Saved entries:

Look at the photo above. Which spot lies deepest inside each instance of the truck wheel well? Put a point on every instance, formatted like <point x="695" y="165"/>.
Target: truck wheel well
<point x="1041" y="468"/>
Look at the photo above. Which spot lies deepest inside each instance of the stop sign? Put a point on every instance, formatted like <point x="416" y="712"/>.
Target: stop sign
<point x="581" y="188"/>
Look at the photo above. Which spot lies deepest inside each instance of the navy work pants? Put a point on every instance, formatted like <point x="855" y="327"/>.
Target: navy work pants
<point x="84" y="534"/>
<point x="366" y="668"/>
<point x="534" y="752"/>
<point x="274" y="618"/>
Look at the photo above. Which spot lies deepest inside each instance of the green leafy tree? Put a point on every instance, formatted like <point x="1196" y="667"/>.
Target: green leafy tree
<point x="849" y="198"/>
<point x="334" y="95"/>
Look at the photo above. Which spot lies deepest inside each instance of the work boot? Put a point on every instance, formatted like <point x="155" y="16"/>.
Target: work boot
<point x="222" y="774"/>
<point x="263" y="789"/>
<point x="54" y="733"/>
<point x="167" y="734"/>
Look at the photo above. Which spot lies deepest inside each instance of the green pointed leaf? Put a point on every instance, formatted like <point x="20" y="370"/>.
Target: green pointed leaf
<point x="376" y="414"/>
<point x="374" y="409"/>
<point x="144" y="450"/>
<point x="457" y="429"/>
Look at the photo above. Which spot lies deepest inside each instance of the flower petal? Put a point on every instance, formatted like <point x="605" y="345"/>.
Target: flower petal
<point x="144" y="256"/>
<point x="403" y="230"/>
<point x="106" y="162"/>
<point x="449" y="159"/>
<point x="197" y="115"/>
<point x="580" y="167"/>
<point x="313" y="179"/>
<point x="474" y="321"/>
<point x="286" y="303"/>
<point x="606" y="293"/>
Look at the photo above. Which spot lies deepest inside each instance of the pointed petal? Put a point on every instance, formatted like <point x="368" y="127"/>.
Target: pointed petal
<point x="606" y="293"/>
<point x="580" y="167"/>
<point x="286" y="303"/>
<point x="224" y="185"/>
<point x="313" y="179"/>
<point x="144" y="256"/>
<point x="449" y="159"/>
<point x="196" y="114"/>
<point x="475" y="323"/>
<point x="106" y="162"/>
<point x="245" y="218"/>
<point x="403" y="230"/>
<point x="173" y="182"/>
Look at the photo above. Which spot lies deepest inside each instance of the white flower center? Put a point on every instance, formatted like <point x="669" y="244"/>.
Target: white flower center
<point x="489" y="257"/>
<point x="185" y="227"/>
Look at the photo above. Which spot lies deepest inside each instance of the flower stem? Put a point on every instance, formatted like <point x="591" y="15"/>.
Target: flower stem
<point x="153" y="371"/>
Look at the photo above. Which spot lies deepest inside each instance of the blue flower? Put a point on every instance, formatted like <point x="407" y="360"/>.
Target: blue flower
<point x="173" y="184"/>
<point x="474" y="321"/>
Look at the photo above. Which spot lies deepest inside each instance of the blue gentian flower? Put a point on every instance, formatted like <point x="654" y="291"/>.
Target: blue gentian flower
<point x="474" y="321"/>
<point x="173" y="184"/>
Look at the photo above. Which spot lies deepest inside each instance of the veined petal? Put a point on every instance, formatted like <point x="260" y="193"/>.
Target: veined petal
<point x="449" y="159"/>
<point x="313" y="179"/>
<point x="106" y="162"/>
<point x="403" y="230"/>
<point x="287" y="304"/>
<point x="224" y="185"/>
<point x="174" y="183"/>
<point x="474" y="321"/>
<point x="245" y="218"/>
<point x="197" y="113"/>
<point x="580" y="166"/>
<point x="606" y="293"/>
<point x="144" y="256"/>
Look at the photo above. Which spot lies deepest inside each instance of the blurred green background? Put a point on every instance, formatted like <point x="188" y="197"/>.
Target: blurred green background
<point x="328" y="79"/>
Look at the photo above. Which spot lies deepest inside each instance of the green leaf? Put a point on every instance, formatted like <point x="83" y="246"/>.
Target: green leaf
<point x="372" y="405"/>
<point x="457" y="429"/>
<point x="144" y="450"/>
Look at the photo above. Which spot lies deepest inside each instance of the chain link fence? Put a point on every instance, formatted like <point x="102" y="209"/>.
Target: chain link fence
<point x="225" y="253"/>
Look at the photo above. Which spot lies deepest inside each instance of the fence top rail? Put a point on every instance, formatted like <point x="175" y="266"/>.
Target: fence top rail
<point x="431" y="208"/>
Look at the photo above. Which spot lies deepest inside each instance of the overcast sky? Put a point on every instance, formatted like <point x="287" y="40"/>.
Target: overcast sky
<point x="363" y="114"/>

* [Given instruction]: Arrange the lines from the one that contains "the green leaf?" through the end of the lines as a two-column CSV headed wording and answer, one row for each, with its wording in the first field and its answer in the second. Put each field in quotation marks and turn any line breaks into spaces.

* [Exercise solution]:
wording,answer
"Look at the photo above. Which spot lies deepest inside each instance of the green leaf? Put a point on every instance, formatted like <point x=""83"" y=""246""/>. Target: green leaf","<point x=""372"" y=""405""/> <point x=""457"" y=""429""/> <point x=""144"" y=""450""/>"
"Look at the photo above. Which spot lies deepest inside each instance of the chain link fence? Put a point on every instance, formatted like <point x=""102"" y=""209""/>. Target: chain link fence","<point x=""225"" y=""253""/>"
"Look at the photo above. Which spot lies deepest inside each instance of the fence top rail? Put a point on every instance, formatted like <point x=""175"" y=""266""/>. Target: fence top rail","<point x=""431"" y=""208""/>"
"Look at the photo above. Which spot lies deepest inside each instance of the overcast sky? Put a point on every instance, formatted like <point x=""287"" y=""40""/>. Target: overcast sky","<point x=""363"" y=""114""/>"